----- Document passage -----
Daughter: NT, no diagnoses. Possibly OCD. Is very private about herself.


INTPnarwhal
Tufted Titmouse
Tufted Titmouse

User avatar

Joined: 6 Jun 2016
Age: 29
Gender: Female
Posts: 39
Location: Sammamish, WA

31 Jul 2016, 9:23 pm

I agree, only those with legal guardians need signitures. Asking for one from anyone else is offensive.



SH90
Veteran
Veteran

User avatar

Joined: 12 Jul 2016
Age: 34
Gender: Male
Posts: 1,558
Location: Florida

31 Jul 2016, 10:19 pm

I would never agree or sign anything like this... Doubt my parents would either. I can make my own decisions and I will be held responsible for them. Then again, I would have turned around when they mentioned filming!



green0star
Veteran
Veteran

User avatar

Joined: 5 Apr 2016
Gender: Female
Posts: 1,415
Location: blah

01 Aug 2016, 8:55 am

Yea, its infantilization x_x You gotta have your parents sign even if you already DO live on your own ...???



Tawaki
Veteran
Veteran

User avatar

Joined: 30 Sep 2011
Age: 60
Gender: Female
Posts: 1,439
Location: occupied 313

01 Aug 2016, 11:20 am

green0star wrote:
Yea, its infantilization x_x You gotta have your parents sign even if you already DO live on your own ...???


Welp...it really REALLY depends on what *living on your own* means.
----- Source data -----
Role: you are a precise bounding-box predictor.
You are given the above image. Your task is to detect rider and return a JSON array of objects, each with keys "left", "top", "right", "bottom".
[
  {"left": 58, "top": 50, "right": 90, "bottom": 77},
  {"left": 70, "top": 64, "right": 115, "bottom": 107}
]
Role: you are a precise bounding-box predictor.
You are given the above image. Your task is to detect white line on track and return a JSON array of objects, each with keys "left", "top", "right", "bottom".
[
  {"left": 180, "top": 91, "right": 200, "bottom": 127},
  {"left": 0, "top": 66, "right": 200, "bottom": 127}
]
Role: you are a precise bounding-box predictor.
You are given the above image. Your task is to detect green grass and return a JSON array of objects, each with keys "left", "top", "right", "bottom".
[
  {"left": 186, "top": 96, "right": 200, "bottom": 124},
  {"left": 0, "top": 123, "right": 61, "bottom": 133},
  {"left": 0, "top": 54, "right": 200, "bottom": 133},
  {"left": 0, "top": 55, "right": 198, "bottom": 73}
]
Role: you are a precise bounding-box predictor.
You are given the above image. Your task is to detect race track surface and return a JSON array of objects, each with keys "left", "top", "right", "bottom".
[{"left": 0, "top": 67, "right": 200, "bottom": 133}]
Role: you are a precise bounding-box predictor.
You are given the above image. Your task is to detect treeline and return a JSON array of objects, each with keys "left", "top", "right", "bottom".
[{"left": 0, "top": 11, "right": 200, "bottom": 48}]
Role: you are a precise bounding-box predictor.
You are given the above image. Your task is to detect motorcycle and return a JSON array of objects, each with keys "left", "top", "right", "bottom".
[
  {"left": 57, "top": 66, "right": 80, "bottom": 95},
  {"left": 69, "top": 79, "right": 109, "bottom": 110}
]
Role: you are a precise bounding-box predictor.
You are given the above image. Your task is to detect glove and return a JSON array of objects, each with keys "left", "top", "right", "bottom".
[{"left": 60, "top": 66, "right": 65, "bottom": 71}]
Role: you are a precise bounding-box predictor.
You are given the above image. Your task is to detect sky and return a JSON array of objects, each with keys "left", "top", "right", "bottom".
-----
**Things to do:**
**a)** From the forum thread, extract everything from "Joined: 12 Jul" down to "they mentioned filming!".
**b)** In the forum thread, what does SH90 say he would have done when filming was mentioned?
**c)** Shorten the paragraph in the forum thread that begins "I would never agree or sign anything like this" while keeping its main points.

**Answers to the tasks:**
**a)**
Joined: 12 Jul 2016
Age: 34
Gender: Male
Posts: 1,558
Location: Florida

31 Jul 2016, 10:19 pm

I would never agree or sign anything like this... Doubt my parents would either. I can make my own decisions and I will be held responsible for them. Then again, I would have turned around when they mentioned filming!

**b)** He would have turned around.

**c)** He would never sign anything like this, and he doubts his parents would either. He makes his own decisions and takes responsibility for them. He would have turned around once filming was mentioned.